Description of the task -
Format as a JSON list of strings the lines beginning with the line containing "the <item>chick's eye</item>" and continuing through the line containing "M74 18L72 18L72 20L74 21L75 19L74 19Z", one string per line and blank lines omitted.
* begin *
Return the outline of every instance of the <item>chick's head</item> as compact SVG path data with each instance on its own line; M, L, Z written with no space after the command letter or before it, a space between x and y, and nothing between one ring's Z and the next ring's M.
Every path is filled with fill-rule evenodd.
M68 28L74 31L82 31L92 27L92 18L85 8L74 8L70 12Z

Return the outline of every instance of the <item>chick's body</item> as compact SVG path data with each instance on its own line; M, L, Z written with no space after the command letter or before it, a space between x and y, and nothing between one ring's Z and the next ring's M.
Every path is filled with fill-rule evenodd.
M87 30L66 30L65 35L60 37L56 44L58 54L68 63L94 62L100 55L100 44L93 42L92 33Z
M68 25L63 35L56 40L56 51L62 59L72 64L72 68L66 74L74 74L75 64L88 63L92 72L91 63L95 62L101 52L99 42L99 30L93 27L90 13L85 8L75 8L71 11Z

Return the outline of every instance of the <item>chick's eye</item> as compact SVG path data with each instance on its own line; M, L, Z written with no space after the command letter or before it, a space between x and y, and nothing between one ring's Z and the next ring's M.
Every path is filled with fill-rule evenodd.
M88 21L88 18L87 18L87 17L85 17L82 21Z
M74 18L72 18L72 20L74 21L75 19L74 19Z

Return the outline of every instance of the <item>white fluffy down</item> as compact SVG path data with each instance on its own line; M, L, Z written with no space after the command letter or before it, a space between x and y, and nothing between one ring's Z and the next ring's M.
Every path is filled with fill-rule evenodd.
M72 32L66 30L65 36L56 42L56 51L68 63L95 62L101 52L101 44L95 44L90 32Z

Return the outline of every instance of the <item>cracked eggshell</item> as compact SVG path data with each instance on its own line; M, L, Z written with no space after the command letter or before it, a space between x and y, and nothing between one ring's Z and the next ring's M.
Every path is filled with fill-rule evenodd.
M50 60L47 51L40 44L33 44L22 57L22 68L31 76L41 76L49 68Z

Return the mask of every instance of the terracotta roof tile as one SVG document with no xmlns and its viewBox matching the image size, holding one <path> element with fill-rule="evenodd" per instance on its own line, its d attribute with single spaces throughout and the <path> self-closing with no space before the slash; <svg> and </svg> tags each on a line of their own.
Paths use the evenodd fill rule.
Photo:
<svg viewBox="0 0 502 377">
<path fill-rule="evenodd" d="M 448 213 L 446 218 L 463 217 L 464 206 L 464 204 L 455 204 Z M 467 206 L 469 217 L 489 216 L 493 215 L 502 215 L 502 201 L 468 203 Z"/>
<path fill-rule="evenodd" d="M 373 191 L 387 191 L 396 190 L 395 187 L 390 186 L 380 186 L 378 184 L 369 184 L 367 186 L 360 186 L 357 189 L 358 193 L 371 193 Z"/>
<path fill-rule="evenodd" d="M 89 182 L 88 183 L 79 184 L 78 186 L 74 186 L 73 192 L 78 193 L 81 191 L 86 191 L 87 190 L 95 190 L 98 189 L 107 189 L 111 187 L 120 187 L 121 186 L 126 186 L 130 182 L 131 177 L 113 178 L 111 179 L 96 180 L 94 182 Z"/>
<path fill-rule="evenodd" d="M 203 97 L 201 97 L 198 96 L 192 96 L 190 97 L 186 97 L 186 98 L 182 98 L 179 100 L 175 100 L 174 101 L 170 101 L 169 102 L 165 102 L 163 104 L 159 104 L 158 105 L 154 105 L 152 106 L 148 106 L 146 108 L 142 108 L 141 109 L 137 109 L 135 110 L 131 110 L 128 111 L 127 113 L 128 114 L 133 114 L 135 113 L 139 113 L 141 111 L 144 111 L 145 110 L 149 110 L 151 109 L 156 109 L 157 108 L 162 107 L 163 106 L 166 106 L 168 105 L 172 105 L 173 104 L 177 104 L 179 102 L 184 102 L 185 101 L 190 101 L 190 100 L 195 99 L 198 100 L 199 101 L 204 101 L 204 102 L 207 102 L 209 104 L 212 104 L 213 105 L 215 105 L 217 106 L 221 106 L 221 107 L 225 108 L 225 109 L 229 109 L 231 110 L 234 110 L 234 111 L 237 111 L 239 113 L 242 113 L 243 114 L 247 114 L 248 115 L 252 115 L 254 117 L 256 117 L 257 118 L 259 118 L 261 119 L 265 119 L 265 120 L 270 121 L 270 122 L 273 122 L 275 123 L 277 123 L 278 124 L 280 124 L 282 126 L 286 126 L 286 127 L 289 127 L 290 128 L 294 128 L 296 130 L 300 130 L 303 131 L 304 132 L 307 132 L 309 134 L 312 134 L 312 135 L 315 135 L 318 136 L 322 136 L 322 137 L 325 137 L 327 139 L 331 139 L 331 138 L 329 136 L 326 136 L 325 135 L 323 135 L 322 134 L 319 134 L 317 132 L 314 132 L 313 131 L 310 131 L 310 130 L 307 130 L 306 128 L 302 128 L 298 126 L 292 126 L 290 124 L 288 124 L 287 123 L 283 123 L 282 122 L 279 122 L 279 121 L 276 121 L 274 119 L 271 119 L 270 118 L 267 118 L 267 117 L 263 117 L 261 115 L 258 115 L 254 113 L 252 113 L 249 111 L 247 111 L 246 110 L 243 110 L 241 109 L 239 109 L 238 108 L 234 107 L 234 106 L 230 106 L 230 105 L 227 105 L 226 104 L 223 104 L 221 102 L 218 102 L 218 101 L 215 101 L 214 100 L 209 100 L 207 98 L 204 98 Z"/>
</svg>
* end *
Written solution -
[
  "Return the outline of every instance of the <item>chick's eye</item> as compact SVG path data with each instance on its own line; M, L, Z written with no space after the command letter or before it, a space between x and y, and nothing between one ring's Z and the next ring's M.",
  "Every path is filled with fill-rule evenodd.",
  "M88 21L88 18L87 18L87 17L85 17L82 21Z",
  "M74 18L72 18L72 20L74 21L75 19L74 19Z"
]